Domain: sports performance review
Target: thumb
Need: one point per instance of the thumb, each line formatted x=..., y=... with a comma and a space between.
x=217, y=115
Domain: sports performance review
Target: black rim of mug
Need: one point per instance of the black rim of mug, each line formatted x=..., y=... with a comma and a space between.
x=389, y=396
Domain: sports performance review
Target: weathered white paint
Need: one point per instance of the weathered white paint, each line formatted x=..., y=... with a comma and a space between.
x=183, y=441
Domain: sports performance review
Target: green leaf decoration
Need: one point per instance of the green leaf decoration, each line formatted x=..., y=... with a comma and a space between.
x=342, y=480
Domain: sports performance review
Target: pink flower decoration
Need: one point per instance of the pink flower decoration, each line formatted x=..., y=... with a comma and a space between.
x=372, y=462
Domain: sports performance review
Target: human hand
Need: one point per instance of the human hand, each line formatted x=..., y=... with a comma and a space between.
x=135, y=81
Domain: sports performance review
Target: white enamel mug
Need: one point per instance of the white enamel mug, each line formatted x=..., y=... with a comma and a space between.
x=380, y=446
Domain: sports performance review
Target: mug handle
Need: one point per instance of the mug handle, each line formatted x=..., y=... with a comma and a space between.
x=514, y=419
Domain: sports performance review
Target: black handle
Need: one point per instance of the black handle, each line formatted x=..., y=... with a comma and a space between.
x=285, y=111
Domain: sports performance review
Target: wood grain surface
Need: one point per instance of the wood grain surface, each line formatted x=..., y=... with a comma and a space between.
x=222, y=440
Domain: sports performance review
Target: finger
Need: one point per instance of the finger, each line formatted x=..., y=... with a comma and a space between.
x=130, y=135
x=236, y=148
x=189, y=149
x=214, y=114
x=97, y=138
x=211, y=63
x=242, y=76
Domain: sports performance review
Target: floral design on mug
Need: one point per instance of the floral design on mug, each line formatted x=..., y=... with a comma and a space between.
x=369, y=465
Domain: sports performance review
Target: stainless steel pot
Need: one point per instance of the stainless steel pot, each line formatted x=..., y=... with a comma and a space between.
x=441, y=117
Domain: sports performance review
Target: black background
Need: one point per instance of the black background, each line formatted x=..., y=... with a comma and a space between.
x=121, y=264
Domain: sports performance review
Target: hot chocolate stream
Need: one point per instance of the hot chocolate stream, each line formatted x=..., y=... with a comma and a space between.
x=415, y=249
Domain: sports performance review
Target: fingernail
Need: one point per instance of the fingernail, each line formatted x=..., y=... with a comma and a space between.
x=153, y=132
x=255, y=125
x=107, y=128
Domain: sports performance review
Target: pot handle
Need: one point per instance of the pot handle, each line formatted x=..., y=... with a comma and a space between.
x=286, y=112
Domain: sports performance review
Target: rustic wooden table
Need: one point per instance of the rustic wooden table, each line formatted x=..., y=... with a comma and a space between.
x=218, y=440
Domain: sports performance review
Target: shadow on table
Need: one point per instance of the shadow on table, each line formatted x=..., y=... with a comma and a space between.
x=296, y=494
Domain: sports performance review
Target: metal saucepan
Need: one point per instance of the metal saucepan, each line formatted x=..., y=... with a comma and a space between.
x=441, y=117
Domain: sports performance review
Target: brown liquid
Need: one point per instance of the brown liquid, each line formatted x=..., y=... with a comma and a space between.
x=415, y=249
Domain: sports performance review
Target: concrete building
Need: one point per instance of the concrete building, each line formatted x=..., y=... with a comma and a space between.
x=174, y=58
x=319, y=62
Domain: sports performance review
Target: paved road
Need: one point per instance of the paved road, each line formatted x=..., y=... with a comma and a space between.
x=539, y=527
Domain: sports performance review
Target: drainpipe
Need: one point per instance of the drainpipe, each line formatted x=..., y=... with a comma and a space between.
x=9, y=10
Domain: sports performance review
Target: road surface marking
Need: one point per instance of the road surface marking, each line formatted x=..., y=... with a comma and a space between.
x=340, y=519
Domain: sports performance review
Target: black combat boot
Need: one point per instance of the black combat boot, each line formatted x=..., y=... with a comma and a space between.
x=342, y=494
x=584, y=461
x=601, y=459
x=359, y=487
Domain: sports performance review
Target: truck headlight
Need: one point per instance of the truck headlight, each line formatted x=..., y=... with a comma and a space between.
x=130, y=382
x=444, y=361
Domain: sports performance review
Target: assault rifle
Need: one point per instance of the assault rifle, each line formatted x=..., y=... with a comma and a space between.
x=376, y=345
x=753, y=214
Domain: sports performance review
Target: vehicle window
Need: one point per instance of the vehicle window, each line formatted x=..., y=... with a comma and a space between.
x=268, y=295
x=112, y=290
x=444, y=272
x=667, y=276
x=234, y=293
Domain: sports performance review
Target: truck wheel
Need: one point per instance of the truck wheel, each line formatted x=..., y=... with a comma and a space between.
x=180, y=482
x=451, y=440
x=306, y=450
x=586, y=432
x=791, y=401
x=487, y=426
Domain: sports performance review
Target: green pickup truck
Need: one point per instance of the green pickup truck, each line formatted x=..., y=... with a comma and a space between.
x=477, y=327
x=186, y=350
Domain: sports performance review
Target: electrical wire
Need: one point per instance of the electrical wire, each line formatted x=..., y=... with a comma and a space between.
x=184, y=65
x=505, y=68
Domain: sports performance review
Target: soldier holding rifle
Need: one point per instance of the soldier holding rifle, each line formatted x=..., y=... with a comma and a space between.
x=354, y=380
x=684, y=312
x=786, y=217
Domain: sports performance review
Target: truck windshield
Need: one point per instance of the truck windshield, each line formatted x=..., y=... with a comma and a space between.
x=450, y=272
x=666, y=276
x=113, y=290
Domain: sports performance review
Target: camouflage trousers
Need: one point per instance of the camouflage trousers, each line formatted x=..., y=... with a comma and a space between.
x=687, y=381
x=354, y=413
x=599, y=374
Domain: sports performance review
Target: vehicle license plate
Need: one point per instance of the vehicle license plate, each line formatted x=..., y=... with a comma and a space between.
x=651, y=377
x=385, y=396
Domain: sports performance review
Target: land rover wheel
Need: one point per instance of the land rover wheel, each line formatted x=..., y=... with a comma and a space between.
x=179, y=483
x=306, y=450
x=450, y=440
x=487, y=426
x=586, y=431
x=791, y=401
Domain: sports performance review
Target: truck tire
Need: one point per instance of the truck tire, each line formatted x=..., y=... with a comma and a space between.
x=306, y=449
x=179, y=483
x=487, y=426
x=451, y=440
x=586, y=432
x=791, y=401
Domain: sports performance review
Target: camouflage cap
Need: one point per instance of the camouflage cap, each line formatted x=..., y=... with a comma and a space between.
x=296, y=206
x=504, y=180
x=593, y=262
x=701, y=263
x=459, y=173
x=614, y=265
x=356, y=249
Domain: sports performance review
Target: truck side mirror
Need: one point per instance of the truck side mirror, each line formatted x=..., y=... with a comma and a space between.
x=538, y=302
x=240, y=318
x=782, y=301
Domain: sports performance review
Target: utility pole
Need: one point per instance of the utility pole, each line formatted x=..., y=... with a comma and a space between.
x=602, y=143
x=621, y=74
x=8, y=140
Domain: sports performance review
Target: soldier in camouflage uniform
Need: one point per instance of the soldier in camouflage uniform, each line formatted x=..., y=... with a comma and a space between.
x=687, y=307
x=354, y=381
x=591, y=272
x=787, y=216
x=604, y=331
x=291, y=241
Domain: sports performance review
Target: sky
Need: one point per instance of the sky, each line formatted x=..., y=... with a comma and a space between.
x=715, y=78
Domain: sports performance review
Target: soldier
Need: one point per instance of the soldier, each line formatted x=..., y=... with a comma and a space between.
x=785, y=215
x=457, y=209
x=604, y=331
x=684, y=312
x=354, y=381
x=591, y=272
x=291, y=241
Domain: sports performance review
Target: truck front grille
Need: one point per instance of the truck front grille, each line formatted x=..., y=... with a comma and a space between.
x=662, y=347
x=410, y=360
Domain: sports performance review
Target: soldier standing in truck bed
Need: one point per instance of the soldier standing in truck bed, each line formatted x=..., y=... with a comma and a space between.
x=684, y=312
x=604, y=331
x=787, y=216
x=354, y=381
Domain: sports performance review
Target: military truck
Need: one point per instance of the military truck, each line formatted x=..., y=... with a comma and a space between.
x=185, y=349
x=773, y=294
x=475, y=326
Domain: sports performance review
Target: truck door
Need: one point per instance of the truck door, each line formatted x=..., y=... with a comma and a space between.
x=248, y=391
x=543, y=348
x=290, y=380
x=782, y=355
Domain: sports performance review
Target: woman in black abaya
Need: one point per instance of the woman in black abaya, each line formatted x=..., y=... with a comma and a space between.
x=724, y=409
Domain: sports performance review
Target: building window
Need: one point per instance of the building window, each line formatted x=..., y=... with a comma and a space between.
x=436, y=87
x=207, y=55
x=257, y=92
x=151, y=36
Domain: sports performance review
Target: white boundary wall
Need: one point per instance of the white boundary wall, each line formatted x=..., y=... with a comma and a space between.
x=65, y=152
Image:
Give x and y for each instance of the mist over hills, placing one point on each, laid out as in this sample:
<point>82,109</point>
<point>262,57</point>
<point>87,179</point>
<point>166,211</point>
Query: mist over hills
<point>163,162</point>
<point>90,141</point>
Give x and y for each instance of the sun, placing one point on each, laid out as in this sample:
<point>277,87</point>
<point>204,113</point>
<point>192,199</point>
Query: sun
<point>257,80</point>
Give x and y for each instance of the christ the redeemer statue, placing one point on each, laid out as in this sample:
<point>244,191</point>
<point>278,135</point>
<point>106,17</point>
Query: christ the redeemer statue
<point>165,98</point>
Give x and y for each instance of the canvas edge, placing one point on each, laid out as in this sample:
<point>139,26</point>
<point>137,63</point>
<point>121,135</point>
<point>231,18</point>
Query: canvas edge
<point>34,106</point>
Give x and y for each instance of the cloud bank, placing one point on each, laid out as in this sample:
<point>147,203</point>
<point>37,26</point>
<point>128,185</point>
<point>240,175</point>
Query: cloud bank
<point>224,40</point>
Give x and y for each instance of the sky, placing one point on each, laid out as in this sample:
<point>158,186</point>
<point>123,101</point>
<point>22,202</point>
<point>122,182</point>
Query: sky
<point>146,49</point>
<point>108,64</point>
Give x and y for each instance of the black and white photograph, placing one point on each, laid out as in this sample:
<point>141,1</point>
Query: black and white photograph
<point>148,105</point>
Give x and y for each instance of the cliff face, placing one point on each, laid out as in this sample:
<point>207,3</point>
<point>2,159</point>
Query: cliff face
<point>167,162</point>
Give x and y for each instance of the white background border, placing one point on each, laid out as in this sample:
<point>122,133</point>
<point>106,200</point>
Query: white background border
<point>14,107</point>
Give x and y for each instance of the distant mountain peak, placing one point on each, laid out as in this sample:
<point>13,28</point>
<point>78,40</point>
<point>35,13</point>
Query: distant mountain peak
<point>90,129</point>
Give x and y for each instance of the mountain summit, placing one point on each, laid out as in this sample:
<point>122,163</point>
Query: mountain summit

++++++

Which lines in the records above contain the word "summit"? Copy each one.

Give x and y for each instance of the mountain summit, placing one point on each, laid out as in this sample:
Query: mountain summit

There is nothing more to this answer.